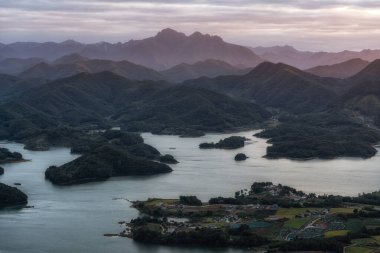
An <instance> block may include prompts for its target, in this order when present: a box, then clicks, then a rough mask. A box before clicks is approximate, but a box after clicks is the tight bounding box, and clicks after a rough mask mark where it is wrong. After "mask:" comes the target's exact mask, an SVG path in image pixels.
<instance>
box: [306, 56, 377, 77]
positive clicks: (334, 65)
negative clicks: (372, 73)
mask: <svg viewBox="0 0 380 253" xmlns="http://www.w3.org/2000/svg"><path fill="white" fill-rule="evenodd" d="M368 64H369V62H368V61H365V60H362V59H360V58H356V59H351V60H348V61H345V62H341V63H337V64H333V65H324V66H317V67H314V68H311V69H307V70H306V71H307V72H309V73H311V74H314V75H317V76H322V77H335V78H341V79H345V78H349V77H352V76H354V75H356V74H357V73H359V72H360V71H362V70H363V69H364V68H365V67H367V65H368Z"/></svg>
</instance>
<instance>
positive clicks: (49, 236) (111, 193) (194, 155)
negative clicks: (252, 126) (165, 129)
mask: <svg viewBox="0 0 380 253" xmlns="http://www.w3.org/2000/svg"><path fill="white" fill-rule="evenodd" d="M253 133H254V132H253V131H249V132H242V133H238V134H234V135H240V136H246V137H248V138H251V139H252V141H251V143H250V144H248V145H246V147H244V148H241V149H238V150H233V151H229V150H200V149H198V145H199V143H201V142H205V141H218V140H219V139H220V138H225V137H228V136H231V135H230V134H223V135H221V134H212V135H207V136H205V137H201V138H178V137H175V136H156V135H151V134H143V137H144V139H145V142H146V143H148V144H151V145H153V146H155V147H156V148H158V149H159V150H160V151H161V153H168V154H172V155H174V156H175V157H176V158H177V160H178V161H179V162H180V163H179V164H178V165H174V166H172V167H173V169H174V171H173V172H172V173H169V174H165V175H159V176H151V177H121V178H113V179H111V180H108V181H106V182H100V183H89V184H84V185H77V186H66V187H57V186H53V185H52V184H50V183H49V182H48V181H45V179H44V171H45V169H46V168H47V167H48V166H49V165H53V164H54V165H60V164H63V163H65V162H68V161H70V160H72V159H74V158H75V157H76V156H73V155H71V154H70V152H69V150H68V149H64V148H60V149H52V150H50V151H47V152H32V151H27V150H24V149H23V148H22V147H23V146H22V145H20V144H15V143H1V145H0V146H2V147H6V148H8V149H10V150H12V151H18V152H21V153H22V154H23V155H24V157H25V158H27V159H31V161H30V162H24V163H14V164H6V165H3V167H4V169H5V174H4V175H3V176H0V181H1V182H3V183H6V184H9V185H11V184H13V183H15V182H19V183H21V184H22V185H21V186H19V188H20V189H21V190H23V191H24V192H26V193H27V194H28V196H29V205H33V206H34V208H33V209H23V210H20V211H0V252H1V253H3V252H116V253H117V252H128V253H135V252H142V253H148V252H149V253H150V252H159V253H175V252H185V253H209V252H226V253H227V252H228V253H238V252H242V251H239V250H232V249H227V250H223V249H220V250H217V249H199V248H175V247H161V246H155V245H143V244H139V243H135V242H133V241H132V240H130V239H127V238H117V237H116V238H115V237H112V238H109V237H103V236H102V235H103V234H104V233H118V232H120V231H121V228H120V227H119V225H118V224H117V222H118V221H121V220H129V219H131V218H134V217H136V216H137V215H138V213H137V212H136V211H135V210H134V209H131V208H130V207H129V206H130V204H129V203H128V202H127V201H125V200H113V199H114V198H127V199H130V200H137V199H146V198H148V197H177V196H178V195H180V194H194V195H197V196H199V197H200V198H201V199H203V200H208V199H209V198H210V197H213V196H219V195H223V196H233V194H234V192H235V191H237V190H239V189H243V188H248V187H249V186H250V184H251V183H252V182H254V181H273V182H276V183H282V184H286V185H290V186H293V187H296V188H298V189H300V190H304V191H306V192H317V193H320V194H321V193H334V194H344V195H356V194H357V193H359V192H369V191H374V190H378V189H379V188H380V176H379V175H380V156H379V155H377V156H375V157H373V158H371V159H368V160H361V159H336V160H332V161H321V160H313V161H307V162H298V161H290V160H286V159H280V160H267V159H264V158H262V156H263V155H264V154H265V148H266V146H267V144H266V143H265V140H262V139H257V138H254V137H252V134H253ZM238 152H244V153H246V154H247V155H248V156H249V157H250V158H249V159H248V160H246V161H243V162H235V161H234V160H233V157H234V156H235V154H236V153H238Z"/></svg>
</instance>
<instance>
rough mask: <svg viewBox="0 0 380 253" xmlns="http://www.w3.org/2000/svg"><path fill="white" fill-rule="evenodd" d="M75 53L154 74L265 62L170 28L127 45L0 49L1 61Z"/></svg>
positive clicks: (246, 52) (58, 43)
mask: <svg viewBox="0 0 380 253" xmlns="http://www.w3.org/2000/svg"><path fill="white" fill-rule="evenodd" d="M72 53H78V54H80V55H82V56H84V57H88V58H93V59H107V60H113V61H123V60H127V61H130V62H133V63H135V64H139V65H143V66H146V67H149V68H153V69H155V70H164V69H167V68H171V67H173V66H175V65H178V64H181V63H189V64H193V63H195V62H198V61H204V60H208V59H215V60H221V61H224V62H227V63H229V64H231V65H238V66H244V67H254V66H256V65H257V64H258V63H260V62H262V59H261V58H260V57H258V56H257V55H256V54H255V53H253V52H252V51H251V50H250V49H248V48H246V47H243V46H240V45H235V44H231V43H227V42H225V41H224V40H223V39H222V38H220V37H218V36H211V35H208V34H201V33H200V32H195V33H193V34H191V35H189V36H186V35H185V34H184V33H180V32H177V31H175V30H172V29H169V28H167V29H164V30H162V31H160V32H159V33H157V35H156V36H154V37H150V38H146V39H142V40H130V41H128V42H125V43H114V44H112V43H108V42H100V43H95V44H84V43H79V42H76V41H73V40H67V41H64V42H61V43H55V42H45V43H35V42H16V43H11V44H8V45H3V46H2V47H0V59H1V58H2V59H5V58H32V57H38V58H42V59H44V60H47V61H54V60H56V59H57V58H60V57H62V56H64V55H68V54H72Z"/></svg>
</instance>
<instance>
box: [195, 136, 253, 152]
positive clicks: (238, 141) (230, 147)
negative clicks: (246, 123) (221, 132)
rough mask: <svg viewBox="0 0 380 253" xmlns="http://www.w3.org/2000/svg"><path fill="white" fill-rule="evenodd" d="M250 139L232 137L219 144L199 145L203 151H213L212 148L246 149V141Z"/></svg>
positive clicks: (213, 142)
mask: <svg viewBox="0 0 380 253" xmlns="http://www.w3.org/2000/svg"><path fill="white" fill-rule="evenodd" d="M247 140H248V139H247V138H245V137H241V136H231V137H228V138H225V139H222V140H220V141H219V142H217V143H214V142H211V143H207V142H205V143H201V144H199V148H201V149H211V148H219V149H237V148H242V147H244V144H245V141H247Z"/></svg>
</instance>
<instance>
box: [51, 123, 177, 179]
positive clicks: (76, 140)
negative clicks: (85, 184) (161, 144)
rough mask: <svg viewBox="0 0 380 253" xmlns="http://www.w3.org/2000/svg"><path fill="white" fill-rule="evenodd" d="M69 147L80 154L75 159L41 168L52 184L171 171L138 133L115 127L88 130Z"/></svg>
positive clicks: (167, 172) (157, 172)
mask: <svg viewBox="0 0 380 253" xmlns="http://www.w3.org/2000/svg"><path fill="white" fill-rule="evenodd" d="M72 146H73V148H72V152H74V153H80V154H82V155H81V156H80V157H79V158H77V159H75V160H73V161H71V162H69V163H66V164H64V165H62V166H59V167H57V166H51V167H49V168H48V169H47V170H46V171H45V178H46V179H48V180H50V181H51V182H52V183H53V184H57V185H70V184H80V183H86V182H91V181H103V180H106V179H108V178H110V177H115V176H131V175H154V174H160V173H168V172H171V171H172V169H171V168H170V167H169V166H168V165H166V164H164V163H160V162H157V161H155V160H159V159H160V153H159V152H158V151H157V150H156V149H155V148H153V147H151V146H149V145H147V144H144V143H143V139H142V138H141V136H140V135H138V134H133V133H127V132H123V131H116V130H109V131H105V132H95V133H93V132H92V133H87V134H82V135H81V136H80V137H78V139H76V140H75V141H73V143H72ZM173 159H174V157H173Z"/></svg>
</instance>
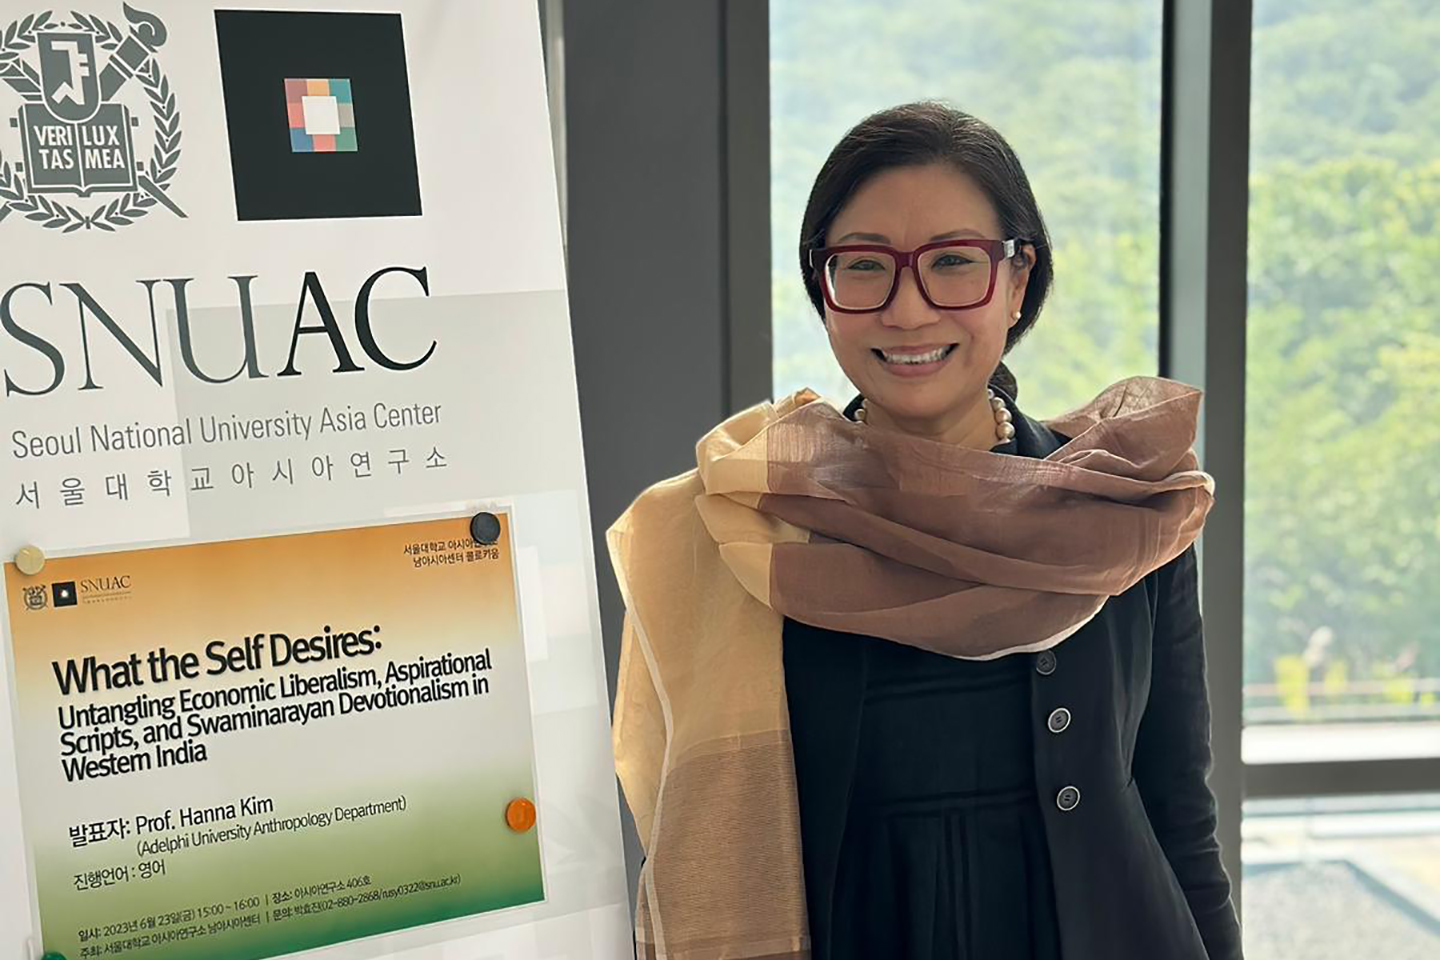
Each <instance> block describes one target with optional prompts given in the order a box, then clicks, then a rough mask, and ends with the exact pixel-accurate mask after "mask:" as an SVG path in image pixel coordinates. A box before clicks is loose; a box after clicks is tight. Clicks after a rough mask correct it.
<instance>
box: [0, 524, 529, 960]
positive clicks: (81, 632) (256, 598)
mask: <svg viewBox="0 0 1440 960" xmlns="http://www.w3.org/2000/svg"><path fill="white" fill-rule="evenodd" d="M490 518H492V521H494V541H492V543H488V544H481V543H477V541H475V540H474V538H472V537H471V533H469V518H454V520H433V521H425V522H400V524H386V525H376V527H367V528H354V530H337V531H324V533H310V534H297V535H287V537H266V538H255V540H232V541H226V543H210V544H190V545H179V547H163V548H154V550H138V551H122V553H111V554H92V556H86V557H75V558H69V560H56V561H52V563H49V564H48V566H46V567H45V570H43V571H42V574H40V576H35V577H27V576H24V574H22V573H20V571H17V570H16V567H14V564H13V563H12V564H6V594H7V597H9V602H10V609H9V615H10V625H12V638H13V643H14V662H16V687H17V689H19V723H17V740H19V763H20V784H22V805H23V815H24V819H26V825H27V832H29V833H30V835H32V836H33V838H35V848H33V849H35V871H36V879H37V885H39V900H40V924H42V933H43V937H45V944H46V948H48V950H52V951H58V953H62V954H63V956H66V957H71V959H75V957H104V956H111V954H114V953H117V951H121V953H124V954H125V956H130V954H128V953H127V951H132V953H134V954H135V956H144V957H154V959H156V960H179V959H180V957H194V956H204V957H207V959H210V960H255V959H259V957H271V956H276V954H284V953H292V951H297V950H304V948H308V947H314V946H321V944H328V943H336V941H340V940H347V938H353V937H363V936H369V934H374V933H382V931H389V930H396V928H403V927H413V925H420V924H428V923H433V921H438V920H448V918H454V917H464V915H468V914H475V913H484V911H491V910H501V908H505V907H514V905H518V904H528V902H536V901H540V900H543V897H544V884H543V871H541V864H540V851H539V839H537V835H536V832H534V829H533V825H534V818H533V806H531V807H526V805H528V803H533V797H534V773H533V767H531V756H533V743H531V735H530V697H528V691H527V684H526V658H524V645H523V638H521V628H520V613H518V606H517V593H516V581H514V553H513V548H511V541H510V535H508V522H510V518H508V517H507V515H505V514H500V515H490ZM485 538H487V540H490V538H491V537H485ZM216 580H223V581H225V584H226V589H225V590H220V592H217V590H216V589H215V583H216ZM380 757H383V763H377V759H380ZM527 810H528V812H530V813H531V815H530V816H528V818H526V816H524V813H526V812H527ZM507 815H508V816H507ZM517 815H518V818H520V819H518V820H516V822H510V820H511V819H514V818H516V816H517Z"/></svg>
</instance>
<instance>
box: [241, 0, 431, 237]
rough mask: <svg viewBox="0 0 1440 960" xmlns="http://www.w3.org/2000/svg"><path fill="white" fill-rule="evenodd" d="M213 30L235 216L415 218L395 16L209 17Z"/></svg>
mask: <svg viewBox="0 0 1440 960" xmlns="http://www.w3.org/2000/svg"><path fill="white" fill-rule="evenodd" d="M215 33H216V42H217V43H219V52H220V82H222V89H223V92H225V125H226V131H228V132H229V145H230V176H232V177H233V180H235V214H236V217H238V219H239V220H243V222H252V220H305V219H337V217H415V216H422V206H420V174H419V164H418V163H416V151H415V124H413V118H412V111H410V81H409V71H408V62H406V60H408V58H406V52H405V24H403V20H402V17H400V14H399V13H348V12H338V10H336V12H315V10H216V12H215ZM357 121H359V122H357ZM361 128H363V130H361ZM361 134H363V138H364V147H363V148H361V145H360V137H361ZM317 154H318V155H317Z"/></svg>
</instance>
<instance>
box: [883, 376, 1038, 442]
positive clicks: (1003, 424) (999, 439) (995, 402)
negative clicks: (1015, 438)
mask: <svg viewBox="0 0 1440 960" xmlns="http://www.w3.org/2000/svg"><path fill="white" fill-rule="evenodd" d="M985 393H986V396H988V397H989V402H991V413H992V415H994V416H995V439H996V442H999V443H1008V442H1009V440H1012V439H1015V425H1014V423H1012V419H1011V416H1009V407H1007V406H1005V400H1004V399H1001V397H998V396H995V391H994V390H991V389H986V390H985ZM865 403H867V400H861V402H860V407H858V409H857V410H855V422H857V423H864V422H865V419H867V417H868V413H870V412H868V409H867V407H865Z"/></svg>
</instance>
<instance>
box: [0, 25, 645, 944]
mask: <svg viewBox="0 0 1440 960" xmlns="http://www.w3.org/2000/svg"><path fill="white" fill-rule="evenodd" d="M546 104H547V98H546V86H544V71H543V62H541V46H540V32H539V20H537V9H536V4H534V3H530V1H527V0H488V1H478V0H477V1H471V3H454V1H446V0H393V1H392V3H386V4H369V3H351V1H343V3H336V1H333V0H310V1H305V3H297V1H289V0H269V1H265V3H251V1H243V0H232V1H230V3H223V4H215V3H194V1H193V0H145V1H143V3H120V0H95V1H89V3H82V4H79V6H73V7H72V6H69V4H68V6H65V7H53V6H45V4H40V3H30V1H27V0H19V1H17V0H0V250H3V256H0V443H3V452H0V560H3V561H4V579H3V586H4V604H3V639H4V649H3V656H0V957H14V956H22V957H40V956H42V954H43V953H53V954H59V956H63V957H66V960H78V959H81V957H118V959H121V960H179V959H181V957H186V959H190V957H197V956H203V957H206V959H207V960H259V959H262V957H275V956H295V954H304V956H307V957H324V959H334V960H361V959H372V957H406V959H410V960H439V959H441V957H444V959H445V960H480V959H481V957H517V959H528V957H534V959H540V957H544V959H547V960H549V959H575V960H580V959H590V957H605V959H609V957H628V956H631V950H632V947H631V933H629V917H628V897H626V889H625V866H624V852H622V845H621V833H619V815H618V797H616V789H615V776H613V761H612V757H611V750H609V711H608V699H606V692H605V691H606V685H605V676H603V658H602V646H600V632H599V613H598V604H596V590H595V566H593V556H592V537H590V517H589V508H588V498H586V488H585V465H583V458H582V443H580V426H579V409H577V394H576V384H575V361H573V350H572V343H570V328H569V317H567V302H566V289H564V272H563V256H562V245H560V222H559V210H557V199H556V178H554V163H553V157H552V147H550V125H549V117H547V107H546Z"/></svg>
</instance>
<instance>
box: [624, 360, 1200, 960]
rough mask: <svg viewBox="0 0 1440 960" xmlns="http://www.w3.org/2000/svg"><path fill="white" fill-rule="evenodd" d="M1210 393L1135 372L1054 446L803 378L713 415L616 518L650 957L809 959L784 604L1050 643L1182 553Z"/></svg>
mask: <svg viewBox="0 0 1440 960" xmlns="http://www.w3.org/2000/svg"><path fill="white" fill-rule="evenodd" d="M1200 399H1201V394H1200V391H1198V390H1195V389H1194V387H1188V386H1185V384H1181V383H1175V381H1171V380H1162V379H1155V377H1133V379H1129V380H1123V381H1120V383H1116V384H1115V386H1112V387H1109V389H1106V390H1104V391H1103V393H1102V394H1100V396H1097V397H1096V399H1094V400H1092V402H1090V403H1087V404H1086V406H1083V407H1080V409H1079V410H1074V412H1073V413H1068V415H1066V416H1061V417H1057V419H1054V420H1050V422H1048V423H1047V425H1048V426H1050V427H1051V429H1054V430H1056V432H1057V433H1061V435H1064V436H1067V438H1073V439H1070V440H1068V442H1067V443H1064V445H1063V446H1061V448H1060V449H1057V450H1056V452H1054V453H1051V455H1050V456H1047V458H1045V459H1034V458H1024V456H1008V455H1002V453H994V452H991V450H973V449H963V448H956V446H952V445H946V443H939V442H935V440H926V439H919V438H913V436H907V435H903V433H899V432H893V430H886V429H880V427H876V426H867V425H861V423H854V422H850V420H847V419H845V417H844V416H841V413H840V412H837V410H835V409H834V407H832V406H829V404H828V403H824V402H821V400H819V397H818V396H815V394H814V393H809V391H801V393H796V394H795V396H792V397H789V399H786V400H783V402H780V403H778V404H769V403H763V404H759V406H756V407H752V409H750V410H746V412H743V413H740V415H737V416H734V417H732V419H729V420H726V422H724V423H721V425H720V426H719V427H716V429H714V430H713V432H710V433H708V435H707V436H706V438H704V439H701V440H700V445H698V448H697V463H698V466H697V469H693V471H690V472H687V474H683V475H680V476H677V478H672V479H668V481H664V482H661V484H657V485H655V486H652V488H649V489H648V491H645V492H644V494H642V495H641V497H639V498H638V499H636V501H635V502H634V504H632V505H631V508H629V510H628V511H625V514H624V515H622V517H621V518H619V520H618V521H616V522H615V525H613V527H611V530H609V547H611V558H612V561H613V564H615V570H616V576H618V579H619V584H621V592H622V594H624V599H625V606H626V616H625V633H624V639H622V651H621V666H619V689H618V692H616V699H615V730H613V734H615V766H616V770H618V773H619V777H621V783H622V786H624V789H625V797H626V802H628V803H629V807H631V812H632V813H634V815H635V823H636V828H638V830H639V836H641V842H642V843H644V845H645V853H647V859H645V865H644V868H642V871H641V882H639V895H638V907H636V917H635V925H636V933H635V936H636V943H638V944H639V948H641V951H642V954H641V956H645V957H675V959H683V960H720V959H724V957H773V959H776V960H779V959H788V957H806V956H808V954H809V936H808V931H806V917H805V887H804V879H802V875H801V848H799V838H801V832H799V812H798V802H796V787H795V767H793V757H792V750H791V737H789V712H788V707H786V701H785V678H783V674H782V665H780V630H782V623H783V617H786V616H788V617H791V619H795V620H801V622H805V623H811V625H815V626H822V628H829V629H835V630H844V632H850V633H863V635H870V636H878V638H884V639H890V640H896V642H900V643H907V645H912V646H919V648H924V649H929V651H935V652H939V653H948V655H950V656H959V658H966V659H988V658H996V656H1004V655H1008V653H1017V652H1027V651H1040V649H1047V648H1051V646H1054V645H1057V643H1060V642H1061V640H1064V639H1066V638H1067V636H1070V635H1071V633H1074V632H1076V630H1077V629H1080V626H1083V625H1084V623H1086V622H1089V620H1090V619H1092V617H1093V616H1094V615H1096V613H1097V612H1099V610H1100V607H1102V606H1103V604H1104V602H1106V599H1107V597H1110V596H1115V594H1119V593H1123V592H1125V590H1126V589H1129V587H1130V586H1133V584H1135V583H1138V581H1139V580H1140V579H1142V577H1143V576H1145V574H1148V573H1151V571H1152V570H1155V569H1156V567H1159V566H1162V564H1165V563H1166V561H1169V560H1172V558H1174V557H1176V556H1179V554H1181V553H1182V551H1184V550H1185V548H1187V547H1188V545H1189V544H1191V543H1192V541H1194V540H1195V538H1197V537H1198V535H1200V530H1201V525H1202V524H1204V520H1205V515H1207V512H1208V511H1210V507H1211V502H1212V495H1214V481H1212V479H1211V478H1210V476H1208V475H1207V474H1204V472H1201V471H1200V469H1198V463H1197V459H1195V455H1194V452H1192V449H1191V448H1192V443H1194V439H1195V426H1197V417H1198V412H1200Z"/></svg>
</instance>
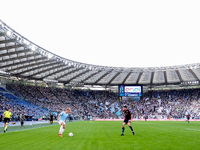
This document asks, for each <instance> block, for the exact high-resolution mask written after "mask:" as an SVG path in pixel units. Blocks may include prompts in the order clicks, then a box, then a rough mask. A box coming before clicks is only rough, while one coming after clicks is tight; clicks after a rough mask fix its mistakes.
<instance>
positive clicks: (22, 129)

Task to complete:
Restate word for word the lines in the material above from the one with "negative clicks: (372, 73)" to the one with "positive clicks: (49, 236)"; both of those lines count, and nothing else does.

Exercise solution:
negative clicks: (372, 73)
mask: <svg viewBox="0 0 380 253" xmlns="http://www.w3.org/2000/svg"><path fill="white" fill-rule="evenodd" d="M368 64H369V62H368V61H365V60H362V59H360V58H356V59H351V60H348V61H345V62H341V63H337V64H333V65H324V66H317V67H314V68H311V69H307V70H306V71H307V72H309V73H311V74H314V75H317V76H322V77H335V78H341V79H345V78H349V77H352V76H354V75H356V74H357V73H359V72H360V71H362V70H363V69H364V68H365V67H367V65H368Z"/></svg>
</instance>
<instance>
positive clicks: (49, 236) (111, 193) (194, 155)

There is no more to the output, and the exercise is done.